▸ STATED TASK
Transcribe the portion of the materials and methods text starting at "A total of 22" and ending at "future drone operators.".
— Begin SELECTED PASSAGE —
Materials and Methods

This section explains how data was collected, as input for our proposed classifiers (section “Data Acquisition: Application to Drone Swarm Piloting”). Then our classification approach is further developed, by presenting the way we design our task difficulty indicator to label physiological data, and how we train the models by tuning the parameters (section “Classification Approach”).

Data Acquisition: Application to Drone Swarm Piloting

The acquisition of data, necessary for OFS classification, was carried out on a drone simulator, named SUSIE (Coppin and Legras, 2012). It consists in securing an area by piloting a swarm of drones. The aim of the simulation is to find, identify and neutralize different mobile targets, hidden at the beginning of the simulation. This simulator was chosen because it presents several advantages for our study: it is adapted to the emergent multitasking activity of and operator managing several drones; it is ecological and complex enough to consider the future implementation of proposed OFS classification on real system; and it constitutes a microworld on which the experimenter can control different simulation parameters (task difficulty, target location, and appearance time) and can record behavioral (actions achieved by participants with mouse clicks) and performance indicators (reaction times or number of processed targets over time).

Participants

A total of 22 participants, aged from 22 to 30 (mean: 23, standard deviation: 2, 4) took part in the experiment. For reasons of homogeneity, all were men from the same scientific diploma, and had good experience with video gaming (this point was controlled by a short questionnaire). Since there is no expert operator for the monitoring activity of swarm drones (the system is indeed experimental), we considered that this population, with these scientific and practical skills, could represent the future drone operators.

SUSIE Simulator

This is a Java based software that allows participants to interact with and to supervise a swarm of drones using a mouse-screen system. Only one operator is required, but some tasks can be or are achieved by an artificial agent. The system provides different information to the operator from two sources: a dynamic map and a message banner on the right (Figure 1, top image). The dynamic map gives information about the areas that the drones control such as the vehicles in these areas and their state. The message banner indicates the coordinates and direction of a vehicle that the operators need to assign high priority to its neutralization. The main task is to detect and neutralize the threats (i.e., hostile vehicles) on the map. When a vehicle is generated by the software, it is hidden, i.e., it is present on the map but invisible (it has to be detected by drones sent by the participant). Before it is neutralized, the status of the vehicle changes several times (Figure 1, middle image). To advance from one status to the next, operators need to complete many sub-tasks, summarized in Figure 1.

FIGURE 1

SUSIE environment, sequential target states, and related tasks.

Scenario and Training

A scenario was designed on the SUSIE prototype to generate variations in OFS. The chosen scenario lasts 25 min and is divided into four phases: a waiting period P1 (2 min, no stimuli), followed by three attack phases with increasing difficulty, respectively P2 (7 min, low difficulty), P3 (7 min of medium difficulty), and P4 (9 min of hard difficulty). The difficulty of the task was modified by varying the frequency of appearance of vehicles and messages on the SUSIE simulator. A 30-min phase preceded the run of this scenario, to calibrate the biofeedback sensors and train the participants. The calibration consists especially in recording a baseline for eye activity and heart rate metrics, by leaving participants during 5 min in front of a white screen without anything to do. The training is divided into two parts: a presentation part (10 min) and a practical trial part (20 min). The presentation consists of explaining the system, giving the objectives and the prescribed operating modes to achieve the objectives. The practical trial consists in allowing participants to take control of the system. During this second part, the recommended procedures were regularly reminded.
— End SELECTED PASSAGE —
— Begin DATA LISTING —
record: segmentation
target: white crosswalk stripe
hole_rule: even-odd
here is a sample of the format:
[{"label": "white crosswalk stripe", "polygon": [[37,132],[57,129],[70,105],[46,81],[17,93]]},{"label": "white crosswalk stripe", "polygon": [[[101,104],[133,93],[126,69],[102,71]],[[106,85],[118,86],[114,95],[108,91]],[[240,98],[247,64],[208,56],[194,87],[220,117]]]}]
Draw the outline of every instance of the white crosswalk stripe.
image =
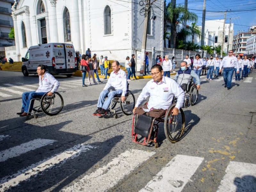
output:
[{"label": "white crosswalk stripe", "polygon": [[203,160],[202,157],[177,155],[140,191],[181,191]]},{"label": "white crosswalk stripe", "polygon": [[256,164],[230,161],[225,172],[218,192],[256,190]]},{"label": "white crosswalk stripe", "polygon": [[85,176],[62,191],[106,191],[155,153],[135,149],[126,151],[113,159],[107,165]]},{"label": "white crosswalk stripe", "polygon": [[0,162],[4,161],[10,158],[51,144],[56,141],[54,140],[38,139],[0,151]]},{"label": "white crosswalk stripe", "polygon": [[50,168],[64,163],[67,160],[78,156],[83,153],[93,148],[90,145],[83,144],[74,146],[62,153],[56,154],[51,157],[33,164],[29,167],[19,171],[17,173],[0,180],[0,191],[4,191],[11,187],[19,185],[21,182],[29,179]]}]

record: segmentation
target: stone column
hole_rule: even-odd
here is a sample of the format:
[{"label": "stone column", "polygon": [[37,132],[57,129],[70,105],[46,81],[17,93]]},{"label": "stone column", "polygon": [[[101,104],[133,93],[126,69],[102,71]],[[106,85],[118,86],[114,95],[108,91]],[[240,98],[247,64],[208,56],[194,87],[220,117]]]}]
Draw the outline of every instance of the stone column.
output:
[{"label": "stone column", "polygon": [[49,27],[50,28],[51,30],[50,30],[49,36],[50,37],[51,42],[58,43],[59,36],[56,12],[56,0],[50,0],[50,3],[51,6],[50,7],[49,13],[49,17],[51,19],[48,20],[48,22]]},{"label": "stone column", "polygon": [[18,33],[18,26],[17,25],[17,17],[15,15],[12,15],[13,20],[13,27],[14,28],[14,34],[15,36],[15,45],[16,47],[16,55],[17,56],[17,60],[20,60],[20,42],[19,42],[19,33]]},{"label": "stone column", "polygon": [[80,29],[78,13],[78,0],[74,0],[73,10],[69,10],[71,25],[71,40],[76,50],[81,50],[81,41],[80,38]]},{"label": "stone column", "polygon": [[32,39],[31,35],[31,28],[29,19],[29,11],[28,9],[25,10],[25,25],[26,38],[27,39],[27,47],[28,48],[32,46]]}]

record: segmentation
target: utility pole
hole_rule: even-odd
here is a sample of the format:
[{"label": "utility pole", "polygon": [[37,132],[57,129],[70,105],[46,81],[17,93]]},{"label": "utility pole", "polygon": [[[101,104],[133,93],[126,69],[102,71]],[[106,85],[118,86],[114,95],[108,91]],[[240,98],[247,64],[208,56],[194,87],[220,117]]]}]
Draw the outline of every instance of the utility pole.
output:
[{"label": "utility pole", "polygon": [[201,33],[201,46],[204,45],[204,25],[205,23],[205,2],[204,0],[204,8],[203,10],[203,19],[202,20],[202,31]]},{"label": "utility pole", "polygon": [[222,52],[223,52],[223,46],[224,45],[224,42],[225,41],[225,23],[226,21],[226,14],[227,12],[225,11],[224,14],[224,22],[223,24],[223,31],[222,34],[223,36],[222,38],[222,43],[221,43],[221,52],[220,53],[220,57],[222,57]]},{"label": "utility pole", "polygon": [[142,38],[141,45],[141,53],[140,55],[140,75],[143,76],[145,68],[145,51],[147,45],[147,29],[148,28],[148,11],[150,4],[150,0],[146,0],[145,14],[144,17],[144,28],[143,31],[143,36]]},{"label": "utility pole", "polygon": [[229,28],[228,29],[228,50],[227,50],[227,55],[229,50],[229,36],[230,36],[230,28],[231,28],[231,18],[229,19]]}]

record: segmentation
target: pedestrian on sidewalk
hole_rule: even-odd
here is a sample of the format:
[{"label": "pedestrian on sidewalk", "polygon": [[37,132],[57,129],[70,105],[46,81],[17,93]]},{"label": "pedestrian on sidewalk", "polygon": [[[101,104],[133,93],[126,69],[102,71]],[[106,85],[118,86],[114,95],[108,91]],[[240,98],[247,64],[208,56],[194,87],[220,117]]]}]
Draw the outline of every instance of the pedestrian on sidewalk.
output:
[{"label": "pedestrian on sidewalk", "polygon": [[135,62],[135,60],[134,58],[135,58],[135,55],[134,54],[132,55],[132,59],[131,59],[131,76],[132,78],[133,79],[138,79],[136,77],[136,74],[135,74],[135,67],[136,66],[136,63]]},{"label": "pedestrian on sidewalk", "polygon": [[93,64],[93,76],[94,76],[94,73],[96,75],[96,77],[97,78],[97,80],[98,80],[99,83],[102,83],[102,81],[100,81],[100,78],[99,77],[99,74],[98,74],[98,69],[99,68],[99,66],[98,65],[98,61],[97,60],[97,54],[94,53],[93,54],[93,56],[92,57],[92,63]]},{"label": "pedestrian on sidewalk", "polygon": [[225,82],[224,87],[227,90],[231,88],[231,81],[232,76],[234,72],[234,68],[236,69],[236,73],[239,73],[239,67],[237,58],[233,55],[234,52],[233,50],[228,51],[228,55],[226,56],[222,60],[222,62],[220,66],[219,72],[221,71],[223,66],[223,78]]}]

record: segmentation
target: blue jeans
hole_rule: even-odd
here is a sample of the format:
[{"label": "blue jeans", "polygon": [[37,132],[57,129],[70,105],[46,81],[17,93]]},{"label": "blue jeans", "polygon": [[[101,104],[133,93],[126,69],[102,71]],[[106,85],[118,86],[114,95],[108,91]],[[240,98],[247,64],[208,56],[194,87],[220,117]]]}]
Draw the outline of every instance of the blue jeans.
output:
[{"label": "blue jeans", "polygon": [[99,74],[98,74],[98,69],[93,69],[93,72],[96,74],[96,77],[97,77],[97,79],[98,80],[98,82],[100,81],[100,80],[99,77]]},{"label": "blue jeans", "polygon": [[242,71],[242,77],[245,77],[247,75],[247,65],[244,66],[244,70]]},{"label": "blue jeans", "polygon": [[136,75],[135,74],[135,67],[131,67],[131,70],[132,71],[132,72],[131,73],[131,75],[132,76],[132,78],[133,78],[133,76],[134,76],[134,78],[136,78]]},{"label": "blue jeans", "polygon": [[83,85],[84,84],[84,79],[85,78],[86,75],[86,71],[83,71],[82,72],[82,84]]},{"label": "blue jeans", "polygon": [[105,78],[107,79],[107,76],[110,76],[109,73],[108,73],[108,68],[106,67],[105,68]]},{"label": "blue jeans", "polygon": [[127,74],[127,79],[130,79],[131,77],[131,68],[129,67],[127,67],[126,68],[126,70],[127,70],[127,72],[128,73]]},{"label": "blue jeans", "polygon": [[[195,71],[195,72],[196,74],[196,75],[198,76],[199,77],[199,79],[200,79],[200,74],[201,74],[201,72],[202,71],[202,70],[194,69],[194,71]],[[207,75],[208,75],[208,73]],[[194,83],[196,83],[196,79],[193,78],[193,81],[194,82]]]},{"label": "blue jeans", "polygon": [[147,75],[146,73],[146,68],[147,68],[147,70],[148,72],[148,75],[149,75],[149,68],[148,64],[148,65],[145,65],[145,67],[144,69],[144,74],[145,75]]},{"label": "blue jeans", "polygon": [[174,70],[175,69],[175,66],[176,66],[176,65],[175,64],[172,64],[172,70],[174,71]]},{"label": "blue jeans", "polygon": [[100,74],[104,74],[104,67],[103,67],[103,65],[101,65],[100,66]]},{"label": "blue jeans", "polygon": [[[123,90],[122,89],[118,89],[116,91],[111,91],[110,92],[109,92],[107,89],[103,90],[100,92],[100,94],[97,107],[103,108],[106,110],[110,105],[111,100],[116,95],[121,94]],[[105,100],[105,98],[107,95],[108,98]]]},{"label": "blue jeans", "polygon": [[[241,72],[241,70],[242,68],[239,68],[239,73],[237,74],[236,73],[236,68],[234,68],[234,71],[235,71],[235,75],[236,76],[236,80],[240,80],[240,73]],[[238,79],[237,79],[238,77]]]},{"label": "blue jeans", "polygon": [[210,79],[212,78],[212,73],[214,70],[214,66],[210,66],[209,69],[207,70],[207,78],[209,79],[209,76]]},{"label": "blue jeans", "polygon": [[[36,92],[36,91],[29,91],[24,92],[22,94],[22,108],[21,111],[28,113],[28,107],[29,106],[29,103],[31,99],[36,98],[38,96],[42,96],[45,92]],[[32,100],[31,102],[31,105],[29,109],[29,113],[31,112],[33,108],[33,105],[34,104],[34,100]]]},{"label": "blue jeans", "polygon": [[170,77],[170,72],[169,71],[164,71],[164,76],[165,77],[166,76],[166,75],[167,74],[167,76],[168,77]]},{"label": "blue jeans", "polygon": [[224,68],[223,69],[223,78],[227,87],[231,87],[231,81],[232,80],[232,76],[234,72],[234,68]]}]

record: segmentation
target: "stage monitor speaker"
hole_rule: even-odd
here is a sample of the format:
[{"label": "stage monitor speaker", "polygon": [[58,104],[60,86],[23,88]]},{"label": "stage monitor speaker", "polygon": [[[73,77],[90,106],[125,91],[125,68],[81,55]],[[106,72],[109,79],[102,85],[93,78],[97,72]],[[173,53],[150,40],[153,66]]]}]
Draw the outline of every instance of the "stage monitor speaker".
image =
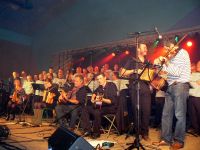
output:
[{"label": "stage monitor speaker", "polygon": [[48,150],[94,150],[83,137],[59,127],[48,140]]}]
— End DATA LISTING —
▸ EXERCISE SOLUTION
A total of 22 participants, aged from 22 to 30 (mean: 23, standard deviation: 2, 4) took part in the experiment. For reasons of homogeneity, all were men from the same scientific diploma, and had good experience with video gaming (this point was controlled by a short questionnaire). Since there is no expert operator for the monitoring activity of swarm drones (the system is indeed experimental), we considered that this population, with these scientific and practical skills, could represent the future drone operators.